Monday, May 31, 2010

LILLY PULITZER, Fifty Years of Palm Beach Preppy Prints

vintage Lilly Pulitzer men's slacks, circa 1970, worn with a Lacoste polo shirt in the Palm Beach manner

1960s Lilly Butterfly Print Skirt
an array of 1960s-1970s Lilly Pulitzer Men's trousers, private collection

Summer is here, and the prospect of barbecues, holidays and relaxation stretches before us. Summer isn't just a season, it is a state of mind. One of the ways we enjoy summer is in the more casual way that we dress. Seersucker, linen, bright and light colours, all look and feel great and help us enjoy the season. What would July and August dressing, or for that matter resort dressing, be without Lilly Pulitzer? Lilly is the Florida designer known for her unmistakable, brightly coloured prints, who this year celebrates the 50 year anniversary of her first designs.
◆ ◆ ◆
### EXERCISE GOAL
Can you write the next part of the Lilly Pulitzer piece, picking up right after its final sentence?

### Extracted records
◆ ◆ ◆
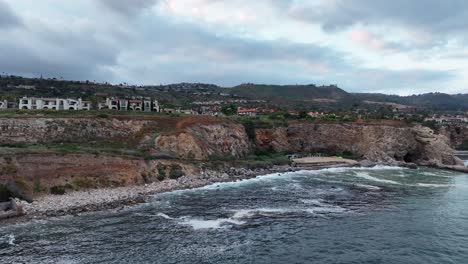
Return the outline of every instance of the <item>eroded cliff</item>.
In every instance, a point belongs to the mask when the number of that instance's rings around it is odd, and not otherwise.
[[[20,179],[16,184],[38,192],[57,185],[134,185],[196,175],[200,161],[243,159],[254,150],[348,152],[386,164],[461,162],[446,136],[418,125],[290,122],[256,129],[254,136],[240,123],[211,117],[0,118],[0,183]],[[56,152],[48,144],[86,148]]]
[[[460,163],[445,136],[418,125],[295,122],[257,130],[256,141],[260,148],[277,152],[350,152],[389,164]]]

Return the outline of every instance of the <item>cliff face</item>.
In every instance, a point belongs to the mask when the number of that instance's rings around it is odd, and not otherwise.
[[[291,153],[347,151],[388,164],[441,166],[460,162],[446,136],[421,126],[292,122],[288,127],[257,129],[255,133],[252,141],[243,125],[206,117],[0,118],[0,144],[72,142],[88,144],[90,150],[87,154],[60,155],[29,150],[15,154],[0,148],[0,183],[15,182],[41,193],[54,186],[112,187],[154,182],[171,174],[199,173],[196,162],[90,154],[95,143],[121,141],[130,142],[124,147],[132,151],[172,153],[188,160],[243,158],[258,148]]]
[[[27,197],[48,193],[54,186],[78,189],[132,186],[158,182],[176,173],[197,175],[199,168],[175,160],[145,161],[88,154],[23,154],[0,158],[0,184],[14,183]]]
[[[0,118],[0,144],[124,138],[140,131],[146,123],[104,118]]]
[[[468,148],[468,125],[442,126],[439,133],[450,139],[450,145],[455,149]]]
[[[260,148],[287,152],[352,152],[374,162],[455,165],[448,139],[421,126],[294,123],[257,130]]]
[[[252,149],[244,127],[230,122],[192,125],[177,133],[158,136],[155,146],[196,160],[210,156],[242,158]]]

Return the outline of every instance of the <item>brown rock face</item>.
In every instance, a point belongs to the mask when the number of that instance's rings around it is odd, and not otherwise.
[[[0,118],[0,143],[87,142],[128,137],[144,120],[100,118]]]
[[[439,133],[450,139],[450,145],[455,149],[466,149],[468,146],[468,125],[442,126]]]
[[[25,154],[0,158],[0,184],[15,182],[34,195],[48,193],[54,186],[70,185],[81,189],[131,186],[158,182],[162,168],[168,178],[174,166],[184,175],[199,173],[196,166],[179,161],[87,154]]]
[[[288,152],[349,151],[374,162],[454,165],[447,138],[421,126],[293,123],[256,133],[262,149]]]
[[[213,155],[241,158],[251,152],[244,127],[230,122],[195,124],[176,134],[158,136],[155,145],[161,151],[197,160]]]

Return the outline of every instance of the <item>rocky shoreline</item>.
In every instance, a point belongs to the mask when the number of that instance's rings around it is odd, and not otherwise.
[[[323,168],[323,167],[320,167]],[[112,189],[92,189],[75,191],[64,195],[44,195],[32,203],[16,200],[24,209],[25,215],[3,220],[4,223],[27,222],[33,219],[45,219],[67,215],[78,215],[85,212],[97,212],[111,209],[121,209],[145,203],[149,196],[182,189],[194,189],[206,185],[235,182],[251,179],[272,173],[292,172],[299,170],[320,169],[311,167],[274,166],[269,169],[248,170],[230,168],[224,171],[204,171],[197,176],[184,176],[177,180],[165,180],[141,186],[128,186]]]
[[[229,168],[223,171],[206,170],[199,175],[184,176],[177,180],[164,180],[162,182],[153,182],[151,184],[119,187],[112,189],[92,189],[86,191],[75,191],[64,195],[44,195],[35,199],[32,203],[16,200],[25,214],[21,217],[0,220],[2,223],[20,223],[33,219],[40,220],[49,217],[60,217],[68,215],[79,215],[86,212],[98,212],[112,209],[122,209],[127,206],[148,202],[151,195],[157,193],[171,192],[184,189],[195,189],[215,183],[235,182],[255,178],[273,173],[284,173],[301,170],[318,170],[336,167],[373,167],[377,163],[361,161],[359,164],[341,164],[330,166],[273,166],[268,169],[249,170],[245,168]],[[414,165],[414,166],[413,166]],[[415,169],[415,164],[398,164],[396,166]],[[461,170],[442,168],[448,170],[457,170],[468,172],[468,168]]]

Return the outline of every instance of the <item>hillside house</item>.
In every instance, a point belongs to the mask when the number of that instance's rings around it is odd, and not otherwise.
◆ ◆ ◆
### RESULT
In the label's heyday of the 1960s, her fashions were worn by Jackie Kennedy and members of the Kennedy family, as well as Vanderbilts and Rockefellers. The look said, "Leisure class, preppy, country club, cocktails by the pool." It was establishment, but very funky and slightly eccentric establishment.

Growing up in cold Canada, I never really knew Lilly. When I was in university in the late 1970s, I used to frequent thrift shops. From time to time, I came across trousers in colourful prints with the label, "Lilly Pulitzer, Palm Beach." I had never heard of the designer, but the prints were so whimsical, so original, and so amusing, that I was smitten. At that time, I tried to research the designer but found that the label was out of production. The label in fact ceased in 1984 and was revived in 1992. In the 1980s, to most eyes, the prints looked hopelessly wild and psychedelic as the fashion industry embraced the haute Conservative, haute bourgeois propriety of the Reagans. Nonetheless, I continued to collect these powerful Pulitzers. Then I noticed, almost simultaneously with the revival and renaissance of Pucci fashions and that label, that hipsters and those in the know could be seen wearing vintage Lilly Pulitzers. Eventually, the label was revived and a new generation was introduced to the designs of Pulitzer.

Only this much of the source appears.